Assignment: Copy out exactly the lines below that run from the one holding "Write each point like <point>67,138</point>." to the one holding "Where can you see the sports", keeping both of those lines and no others.

Image-grounded pointing data:
+ + + + + + +

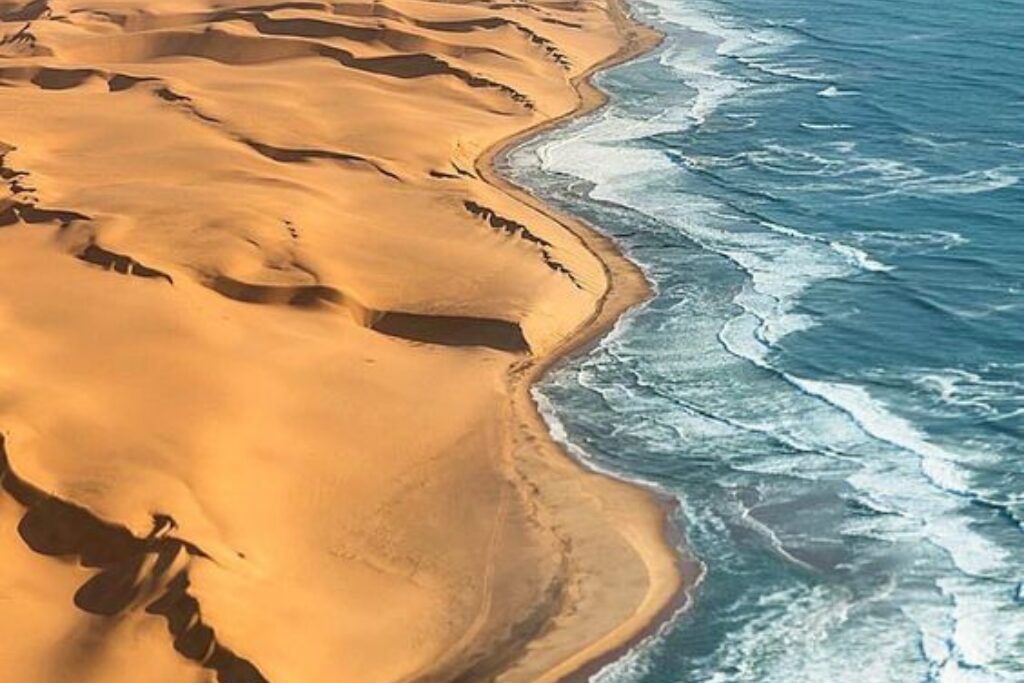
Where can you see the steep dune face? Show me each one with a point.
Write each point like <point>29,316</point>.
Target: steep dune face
<point>258,311</point>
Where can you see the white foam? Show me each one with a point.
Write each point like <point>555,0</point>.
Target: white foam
<point>860,257</point>
<point>824,126</point>
<point>833,91</point>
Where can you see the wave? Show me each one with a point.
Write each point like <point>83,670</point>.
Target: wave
<point>834,91</point>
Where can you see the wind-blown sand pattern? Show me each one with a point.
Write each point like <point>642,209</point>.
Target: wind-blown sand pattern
<point>267,326</point>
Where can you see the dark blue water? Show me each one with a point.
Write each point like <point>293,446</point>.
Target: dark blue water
<point>828,200</point>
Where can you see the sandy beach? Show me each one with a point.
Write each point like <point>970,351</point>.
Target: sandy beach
<point>268,323</point>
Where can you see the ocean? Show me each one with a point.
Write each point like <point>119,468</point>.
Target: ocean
<point>827,199</point>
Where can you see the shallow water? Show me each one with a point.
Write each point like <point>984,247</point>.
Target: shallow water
<point>828,201</point>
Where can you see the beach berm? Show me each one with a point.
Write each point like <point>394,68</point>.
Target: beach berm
<point>268,322</point>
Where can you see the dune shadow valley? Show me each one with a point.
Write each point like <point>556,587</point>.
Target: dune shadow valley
<point>268,326</point>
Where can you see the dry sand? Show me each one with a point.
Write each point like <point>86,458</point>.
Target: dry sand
<point>267,328</point>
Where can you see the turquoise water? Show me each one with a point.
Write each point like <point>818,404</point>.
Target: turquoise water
<point>827,198</point>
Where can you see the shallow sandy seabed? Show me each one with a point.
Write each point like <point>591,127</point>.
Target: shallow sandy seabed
<point>267,326</point>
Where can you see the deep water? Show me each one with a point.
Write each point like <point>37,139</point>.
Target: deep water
<point>827,198</point>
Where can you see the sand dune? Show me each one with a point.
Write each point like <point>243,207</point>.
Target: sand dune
<point>267,324</point>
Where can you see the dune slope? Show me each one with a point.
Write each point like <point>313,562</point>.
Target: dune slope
<point>267,325</point>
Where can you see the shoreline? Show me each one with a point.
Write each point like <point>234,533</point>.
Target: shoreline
<point>628,288</point>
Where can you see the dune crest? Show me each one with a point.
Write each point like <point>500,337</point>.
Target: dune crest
<point>267,327</point>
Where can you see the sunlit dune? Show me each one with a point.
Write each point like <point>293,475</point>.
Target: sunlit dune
<point>267,326</point>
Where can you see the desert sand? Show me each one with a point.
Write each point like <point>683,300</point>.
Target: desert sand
<point>268,323</point>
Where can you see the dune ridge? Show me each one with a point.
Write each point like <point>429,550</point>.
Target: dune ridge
<point>296,441</point>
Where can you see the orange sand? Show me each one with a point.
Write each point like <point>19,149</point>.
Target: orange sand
<point>267,327</point>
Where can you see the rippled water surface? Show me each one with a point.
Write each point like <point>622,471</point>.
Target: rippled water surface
<point>828,200</point>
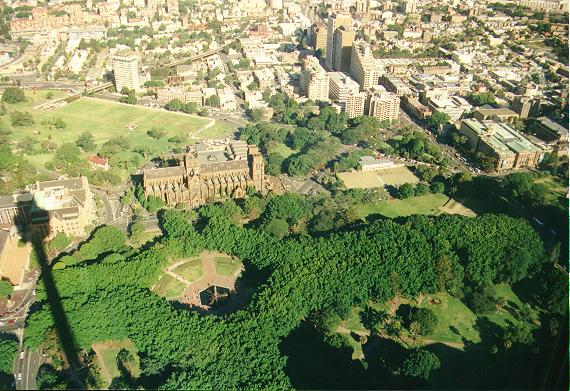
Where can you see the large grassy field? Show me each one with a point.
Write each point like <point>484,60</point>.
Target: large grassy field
<point>169,287</point>
<point>106,120</point>
<point>428,204</point>
<point>457,324</point>
<point>226,266</point>
<point>191,270</point>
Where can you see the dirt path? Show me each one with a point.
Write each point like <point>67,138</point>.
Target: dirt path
<point>209,278</point>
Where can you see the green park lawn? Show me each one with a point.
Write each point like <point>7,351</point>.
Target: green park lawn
<point>191,270</point>
<point>456,322</point>
<point>107,354</point>
<point>106,120</point>
<point>428,204</point>
<point>226,266</point>
<point>283,150</point>
<point>169,287</point>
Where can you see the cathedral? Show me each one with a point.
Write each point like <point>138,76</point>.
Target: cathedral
<point>209,170</point>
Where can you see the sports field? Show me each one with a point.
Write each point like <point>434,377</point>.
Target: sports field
<point>106,120</point>
<point>428,204</point>
<point>369,179</point>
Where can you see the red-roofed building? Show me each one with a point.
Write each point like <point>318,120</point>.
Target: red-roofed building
<point>100,163</point>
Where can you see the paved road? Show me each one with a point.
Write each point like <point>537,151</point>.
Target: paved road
<point>447,150</point>
<point>28,367</point>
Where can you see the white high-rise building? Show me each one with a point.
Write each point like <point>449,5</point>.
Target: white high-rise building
<point>314,80</point>
<point>335,21</point>
<point>126,71</point>
<point>364,68</point>
<point>383,105</point>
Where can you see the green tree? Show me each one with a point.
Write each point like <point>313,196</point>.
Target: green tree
<point>419,364</point>
<point>6,288</point>
<point>13,95</point>
<point>86,142</point>
<point>405,191</point>
<point>156,133</point>
<point>425,318</point>
<point>21,118</point>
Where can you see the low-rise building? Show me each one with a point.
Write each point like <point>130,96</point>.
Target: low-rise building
<point>499,115</point>
<point>499,140</point>
<point>549,130</point>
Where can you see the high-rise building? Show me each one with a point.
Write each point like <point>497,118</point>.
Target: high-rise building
<point>319,36</point>
<point>383,105</point>
<point>126,71</point>
<point>335,21</point>
<point>410,6</point>
<point>364,68</point>
<point>343,39</point>
<point>354,104</point>
<point>314,81</point>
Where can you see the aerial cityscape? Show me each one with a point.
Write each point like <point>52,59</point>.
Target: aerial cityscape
<point>284,194</point>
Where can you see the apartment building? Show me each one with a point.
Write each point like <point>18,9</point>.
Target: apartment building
<point>126,71</point>
<point>364,68</point>
<point>319,36</point>
<point>314,81</point>
<point>334,22</point>
<point>343,39</point>
<point>383,105</point>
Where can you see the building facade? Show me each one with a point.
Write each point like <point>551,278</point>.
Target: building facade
<point>314,81</point>
<point>209,170</point>
<point>343,39</point>
<point>126,71</point>
<point>335,21</point>
<point>499,140</point>
<point>383,105</point>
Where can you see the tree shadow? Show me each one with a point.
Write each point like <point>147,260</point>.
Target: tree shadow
<point>33,227</point>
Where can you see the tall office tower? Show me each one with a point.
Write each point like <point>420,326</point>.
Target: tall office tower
<point>343,39</point>
<point>335,21</point>
<point>383,105</point>
<point>126,71</point>
<point>314,80</point>
<point>319,36</point>
<point>410,6</point>
<point>362,6</point>
<point>345,91</point>
<point>364,68</point>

+ + + + + + +

Solution to this exercise:
Write each point like <point>67,138</point>.
Target: dirt path
<point>209,278</point>
Where can you see the green park lawn? Show me each one with a point.
Write each point like <point>7,351</point>.
Target: green park lawn
<point>191,270</point>
<point>456,322</point>
<point>107,354</point>
<point>106,120</point>
<point>428,204</point>
<point>226,266</point>
<point>283,150</point>
<point>169,287</point>
Where can you see the cathedral? Show me each one with a point.
Write each point like <point>138,76</point>.
Target: cathedral
<point>209,170</point>
Where can you see the sports field? Show me each one with a point.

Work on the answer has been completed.